* EXERCISE OBJECTIVE
Tally how many lines of the items below contain the string "hand", with case counting. Give only the number.

───── SUPPLIED INFORMATION ─────

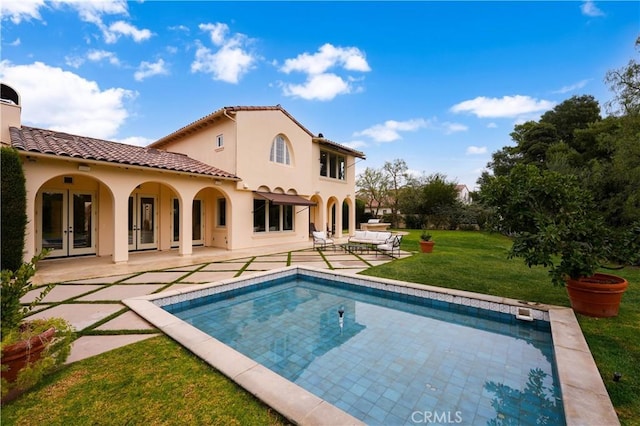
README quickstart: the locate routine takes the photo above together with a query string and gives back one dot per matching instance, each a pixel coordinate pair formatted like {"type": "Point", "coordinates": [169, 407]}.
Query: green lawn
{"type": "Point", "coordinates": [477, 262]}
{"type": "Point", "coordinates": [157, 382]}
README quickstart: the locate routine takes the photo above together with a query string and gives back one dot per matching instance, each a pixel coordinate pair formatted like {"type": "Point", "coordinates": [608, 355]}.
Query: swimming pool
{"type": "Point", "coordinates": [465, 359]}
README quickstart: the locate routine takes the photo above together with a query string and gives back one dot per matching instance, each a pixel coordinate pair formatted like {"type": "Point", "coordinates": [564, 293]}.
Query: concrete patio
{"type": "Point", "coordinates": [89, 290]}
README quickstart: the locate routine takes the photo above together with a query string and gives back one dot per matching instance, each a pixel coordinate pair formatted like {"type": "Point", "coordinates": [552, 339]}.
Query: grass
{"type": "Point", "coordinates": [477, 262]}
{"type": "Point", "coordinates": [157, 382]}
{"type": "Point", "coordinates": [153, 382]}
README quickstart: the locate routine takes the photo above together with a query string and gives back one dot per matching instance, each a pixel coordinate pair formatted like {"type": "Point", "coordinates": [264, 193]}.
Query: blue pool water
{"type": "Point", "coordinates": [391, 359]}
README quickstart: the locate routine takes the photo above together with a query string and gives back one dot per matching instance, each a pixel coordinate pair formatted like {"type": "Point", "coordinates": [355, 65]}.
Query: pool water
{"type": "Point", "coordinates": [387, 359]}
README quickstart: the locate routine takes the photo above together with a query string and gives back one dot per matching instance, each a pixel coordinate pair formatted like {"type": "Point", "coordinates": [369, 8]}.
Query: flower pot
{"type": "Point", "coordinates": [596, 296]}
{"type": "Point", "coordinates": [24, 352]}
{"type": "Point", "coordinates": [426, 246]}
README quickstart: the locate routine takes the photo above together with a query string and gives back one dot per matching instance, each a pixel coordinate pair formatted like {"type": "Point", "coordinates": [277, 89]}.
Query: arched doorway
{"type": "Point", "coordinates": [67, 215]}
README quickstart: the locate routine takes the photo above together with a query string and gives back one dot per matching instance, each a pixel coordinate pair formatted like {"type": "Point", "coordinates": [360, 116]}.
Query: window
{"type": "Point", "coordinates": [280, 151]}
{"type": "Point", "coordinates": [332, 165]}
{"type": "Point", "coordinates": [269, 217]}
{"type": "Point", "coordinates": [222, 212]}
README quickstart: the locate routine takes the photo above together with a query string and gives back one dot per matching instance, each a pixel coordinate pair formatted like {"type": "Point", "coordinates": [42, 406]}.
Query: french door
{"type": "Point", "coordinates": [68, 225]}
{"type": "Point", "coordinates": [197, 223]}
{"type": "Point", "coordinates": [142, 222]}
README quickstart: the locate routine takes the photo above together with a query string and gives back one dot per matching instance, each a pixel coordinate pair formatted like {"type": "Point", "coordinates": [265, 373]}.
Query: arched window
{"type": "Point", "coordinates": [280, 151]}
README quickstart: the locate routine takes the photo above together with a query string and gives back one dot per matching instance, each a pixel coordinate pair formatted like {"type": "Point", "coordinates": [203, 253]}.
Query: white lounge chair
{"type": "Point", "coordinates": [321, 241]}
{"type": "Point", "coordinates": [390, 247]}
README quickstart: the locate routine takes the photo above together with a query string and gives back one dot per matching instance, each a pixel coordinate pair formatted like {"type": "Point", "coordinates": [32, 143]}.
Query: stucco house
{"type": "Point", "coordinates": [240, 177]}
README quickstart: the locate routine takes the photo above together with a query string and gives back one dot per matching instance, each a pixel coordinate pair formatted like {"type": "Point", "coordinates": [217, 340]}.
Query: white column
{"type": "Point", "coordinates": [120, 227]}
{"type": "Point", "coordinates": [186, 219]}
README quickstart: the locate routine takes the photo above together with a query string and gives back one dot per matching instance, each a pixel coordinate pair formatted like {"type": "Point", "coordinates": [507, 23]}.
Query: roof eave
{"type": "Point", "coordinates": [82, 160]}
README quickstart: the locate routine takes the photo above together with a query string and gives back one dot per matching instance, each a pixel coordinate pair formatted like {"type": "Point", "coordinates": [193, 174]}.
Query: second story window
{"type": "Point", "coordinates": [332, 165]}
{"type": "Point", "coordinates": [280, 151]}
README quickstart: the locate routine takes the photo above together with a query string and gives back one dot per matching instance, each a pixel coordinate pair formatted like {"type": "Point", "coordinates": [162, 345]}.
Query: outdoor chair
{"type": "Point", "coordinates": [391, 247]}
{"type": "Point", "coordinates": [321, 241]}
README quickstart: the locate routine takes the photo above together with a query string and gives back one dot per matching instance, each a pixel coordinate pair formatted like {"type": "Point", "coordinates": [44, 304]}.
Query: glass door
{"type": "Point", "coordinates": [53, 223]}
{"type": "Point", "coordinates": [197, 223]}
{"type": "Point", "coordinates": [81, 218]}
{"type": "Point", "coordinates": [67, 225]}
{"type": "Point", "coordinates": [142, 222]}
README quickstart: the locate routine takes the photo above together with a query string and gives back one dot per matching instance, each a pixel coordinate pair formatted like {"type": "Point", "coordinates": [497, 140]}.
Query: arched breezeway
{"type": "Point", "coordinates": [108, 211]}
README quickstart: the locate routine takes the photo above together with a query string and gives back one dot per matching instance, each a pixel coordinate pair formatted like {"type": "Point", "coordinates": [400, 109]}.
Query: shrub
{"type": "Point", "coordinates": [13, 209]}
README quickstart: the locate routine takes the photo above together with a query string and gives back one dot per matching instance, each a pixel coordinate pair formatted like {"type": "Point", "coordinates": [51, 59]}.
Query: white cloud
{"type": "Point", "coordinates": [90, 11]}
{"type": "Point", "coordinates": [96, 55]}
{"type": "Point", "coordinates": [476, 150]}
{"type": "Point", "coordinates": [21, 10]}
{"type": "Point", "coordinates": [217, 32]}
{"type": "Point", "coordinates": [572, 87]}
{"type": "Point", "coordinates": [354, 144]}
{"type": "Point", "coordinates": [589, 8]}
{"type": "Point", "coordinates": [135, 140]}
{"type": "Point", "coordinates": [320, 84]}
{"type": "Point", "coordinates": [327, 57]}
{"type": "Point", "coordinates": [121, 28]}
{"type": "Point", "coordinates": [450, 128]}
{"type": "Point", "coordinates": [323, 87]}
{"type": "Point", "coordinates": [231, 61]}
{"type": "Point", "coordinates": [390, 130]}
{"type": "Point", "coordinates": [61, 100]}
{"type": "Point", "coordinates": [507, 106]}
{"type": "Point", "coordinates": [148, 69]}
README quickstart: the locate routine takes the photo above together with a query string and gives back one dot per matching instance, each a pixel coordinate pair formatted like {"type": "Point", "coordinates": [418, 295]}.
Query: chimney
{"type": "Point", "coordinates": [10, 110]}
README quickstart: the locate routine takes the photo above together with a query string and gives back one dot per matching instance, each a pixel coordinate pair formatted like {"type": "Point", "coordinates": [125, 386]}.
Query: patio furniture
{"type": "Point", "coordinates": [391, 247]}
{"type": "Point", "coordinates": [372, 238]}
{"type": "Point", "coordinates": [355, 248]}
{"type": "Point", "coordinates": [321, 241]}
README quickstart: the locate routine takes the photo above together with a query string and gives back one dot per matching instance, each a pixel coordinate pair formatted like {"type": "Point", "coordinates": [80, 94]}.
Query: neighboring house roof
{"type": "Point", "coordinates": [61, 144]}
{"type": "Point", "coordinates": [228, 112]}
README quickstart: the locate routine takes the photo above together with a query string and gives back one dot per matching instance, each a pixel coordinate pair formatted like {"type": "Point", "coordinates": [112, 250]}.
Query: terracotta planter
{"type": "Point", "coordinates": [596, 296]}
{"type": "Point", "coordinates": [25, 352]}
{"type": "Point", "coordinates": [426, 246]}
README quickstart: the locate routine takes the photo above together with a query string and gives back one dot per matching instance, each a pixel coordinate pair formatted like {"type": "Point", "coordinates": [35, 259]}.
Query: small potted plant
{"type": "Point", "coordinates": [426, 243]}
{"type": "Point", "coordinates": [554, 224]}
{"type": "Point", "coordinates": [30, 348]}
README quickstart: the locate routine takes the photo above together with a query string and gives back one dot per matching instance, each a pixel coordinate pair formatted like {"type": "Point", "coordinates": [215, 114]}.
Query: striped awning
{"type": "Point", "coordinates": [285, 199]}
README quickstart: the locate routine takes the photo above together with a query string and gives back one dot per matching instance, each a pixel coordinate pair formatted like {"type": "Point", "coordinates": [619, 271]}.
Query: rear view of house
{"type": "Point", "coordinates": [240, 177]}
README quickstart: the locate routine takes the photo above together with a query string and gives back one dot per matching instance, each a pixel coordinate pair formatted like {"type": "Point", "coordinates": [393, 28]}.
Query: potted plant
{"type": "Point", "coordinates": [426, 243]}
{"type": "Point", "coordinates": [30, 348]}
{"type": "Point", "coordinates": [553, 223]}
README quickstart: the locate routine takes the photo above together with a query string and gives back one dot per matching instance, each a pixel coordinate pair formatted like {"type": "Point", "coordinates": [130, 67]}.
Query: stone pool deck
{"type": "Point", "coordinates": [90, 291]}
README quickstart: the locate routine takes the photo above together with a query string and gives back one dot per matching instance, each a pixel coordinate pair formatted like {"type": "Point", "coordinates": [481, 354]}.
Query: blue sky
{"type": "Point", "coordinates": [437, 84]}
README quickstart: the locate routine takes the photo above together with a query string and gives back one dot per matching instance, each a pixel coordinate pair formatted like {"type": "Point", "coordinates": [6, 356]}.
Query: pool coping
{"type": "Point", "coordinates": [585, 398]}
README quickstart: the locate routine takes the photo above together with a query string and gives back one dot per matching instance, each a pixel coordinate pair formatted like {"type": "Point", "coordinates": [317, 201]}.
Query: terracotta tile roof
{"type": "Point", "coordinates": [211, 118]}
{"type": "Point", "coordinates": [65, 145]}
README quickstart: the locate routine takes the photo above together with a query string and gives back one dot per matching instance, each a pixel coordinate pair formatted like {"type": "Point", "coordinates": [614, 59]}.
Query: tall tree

─────
───── SUPPLIED INFORMATION ─────

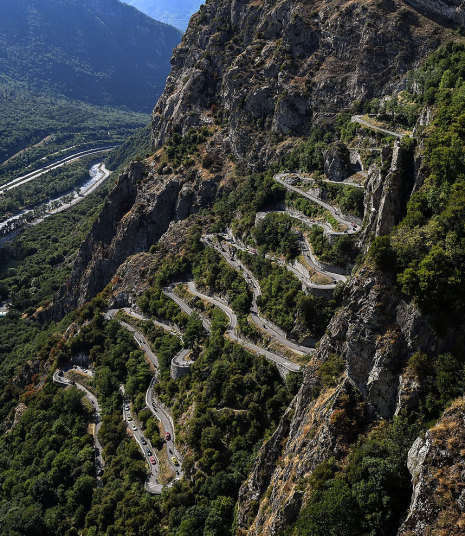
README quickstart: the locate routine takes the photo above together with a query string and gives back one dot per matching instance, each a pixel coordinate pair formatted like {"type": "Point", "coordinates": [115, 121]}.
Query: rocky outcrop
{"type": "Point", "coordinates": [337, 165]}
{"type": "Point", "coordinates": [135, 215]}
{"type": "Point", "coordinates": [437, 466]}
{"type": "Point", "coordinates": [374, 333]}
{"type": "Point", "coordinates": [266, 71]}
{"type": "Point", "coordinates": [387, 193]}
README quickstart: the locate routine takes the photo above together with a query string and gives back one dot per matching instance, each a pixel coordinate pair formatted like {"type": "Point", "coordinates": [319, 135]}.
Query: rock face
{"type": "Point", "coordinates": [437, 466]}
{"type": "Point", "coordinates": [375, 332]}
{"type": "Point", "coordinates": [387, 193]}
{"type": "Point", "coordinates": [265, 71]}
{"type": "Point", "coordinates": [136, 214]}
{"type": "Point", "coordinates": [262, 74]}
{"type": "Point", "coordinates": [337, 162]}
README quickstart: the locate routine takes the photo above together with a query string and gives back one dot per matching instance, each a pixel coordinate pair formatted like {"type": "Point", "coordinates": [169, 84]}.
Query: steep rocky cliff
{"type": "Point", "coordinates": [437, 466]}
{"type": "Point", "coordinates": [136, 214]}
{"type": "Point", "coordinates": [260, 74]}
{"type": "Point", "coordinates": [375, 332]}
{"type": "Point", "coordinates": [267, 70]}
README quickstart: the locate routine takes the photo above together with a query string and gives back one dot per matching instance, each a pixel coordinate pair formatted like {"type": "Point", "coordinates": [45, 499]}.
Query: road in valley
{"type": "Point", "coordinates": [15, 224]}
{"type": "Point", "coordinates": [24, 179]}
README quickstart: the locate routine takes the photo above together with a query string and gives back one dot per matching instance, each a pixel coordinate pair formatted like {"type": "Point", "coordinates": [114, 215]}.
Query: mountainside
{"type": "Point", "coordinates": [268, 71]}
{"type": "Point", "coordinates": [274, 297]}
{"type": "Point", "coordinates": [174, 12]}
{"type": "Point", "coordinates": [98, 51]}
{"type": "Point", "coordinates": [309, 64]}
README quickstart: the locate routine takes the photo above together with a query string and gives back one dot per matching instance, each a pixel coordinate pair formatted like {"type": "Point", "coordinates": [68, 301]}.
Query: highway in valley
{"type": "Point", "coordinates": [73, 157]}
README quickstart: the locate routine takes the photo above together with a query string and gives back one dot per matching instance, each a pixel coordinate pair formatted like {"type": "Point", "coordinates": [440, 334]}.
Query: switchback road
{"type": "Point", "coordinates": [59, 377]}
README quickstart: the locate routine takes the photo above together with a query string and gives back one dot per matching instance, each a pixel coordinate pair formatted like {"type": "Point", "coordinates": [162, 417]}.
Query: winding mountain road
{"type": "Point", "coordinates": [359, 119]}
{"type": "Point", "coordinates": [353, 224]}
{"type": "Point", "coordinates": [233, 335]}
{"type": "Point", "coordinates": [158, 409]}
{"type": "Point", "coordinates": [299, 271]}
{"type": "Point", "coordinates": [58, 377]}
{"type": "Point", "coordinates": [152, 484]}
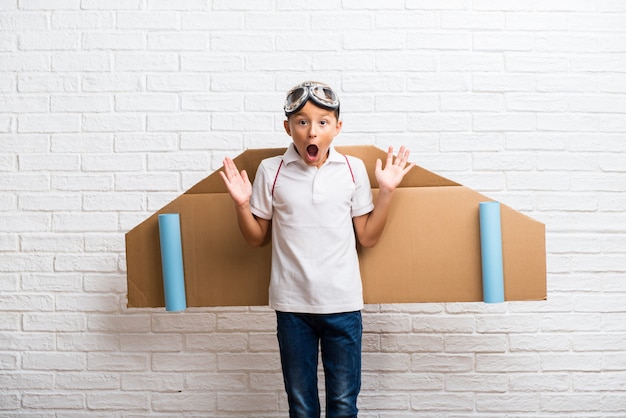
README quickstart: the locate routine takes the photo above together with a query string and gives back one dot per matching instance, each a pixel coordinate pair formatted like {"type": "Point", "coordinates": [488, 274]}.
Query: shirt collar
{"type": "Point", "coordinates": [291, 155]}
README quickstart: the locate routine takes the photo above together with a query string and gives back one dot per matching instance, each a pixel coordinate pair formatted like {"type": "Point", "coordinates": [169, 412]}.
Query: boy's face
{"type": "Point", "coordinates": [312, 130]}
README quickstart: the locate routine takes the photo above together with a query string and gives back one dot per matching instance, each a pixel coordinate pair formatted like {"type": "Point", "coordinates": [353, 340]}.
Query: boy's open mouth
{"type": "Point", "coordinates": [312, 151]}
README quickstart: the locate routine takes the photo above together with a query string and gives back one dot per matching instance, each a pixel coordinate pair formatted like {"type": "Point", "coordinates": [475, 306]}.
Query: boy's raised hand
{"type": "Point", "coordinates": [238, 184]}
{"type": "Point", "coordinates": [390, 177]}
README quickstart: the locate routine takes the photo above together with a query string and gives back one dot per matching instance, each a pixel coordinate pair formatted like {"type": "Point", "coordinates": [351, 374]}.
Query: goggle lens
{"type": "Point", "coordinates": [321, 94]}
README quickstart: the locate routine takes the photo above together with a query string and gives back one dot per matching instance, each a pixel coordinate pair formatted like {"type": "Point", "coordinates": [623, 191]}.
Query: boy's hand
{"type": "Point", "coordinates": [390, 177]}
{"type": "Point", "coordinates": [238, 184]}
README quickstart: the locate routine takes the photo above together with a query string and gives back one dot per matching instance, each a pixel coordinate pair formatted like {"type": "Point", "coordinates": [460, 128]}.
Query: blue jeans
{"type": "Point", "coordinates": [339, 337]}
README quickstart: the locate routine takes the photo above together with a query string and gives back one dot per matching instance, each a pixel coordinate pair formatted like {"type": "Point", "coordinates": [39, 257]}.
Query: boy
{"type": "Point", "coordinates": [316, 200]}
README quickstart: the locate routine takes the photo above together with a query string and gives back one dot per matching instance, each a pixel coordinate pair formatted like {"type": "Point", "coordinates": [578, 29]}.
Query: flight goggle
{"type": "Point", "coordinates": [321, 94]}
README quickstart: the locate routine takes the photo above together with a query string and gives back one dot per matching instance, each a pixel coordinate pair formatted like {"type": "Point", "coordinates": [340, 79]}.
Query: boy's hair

─────

* SOLVED PROBLEM
2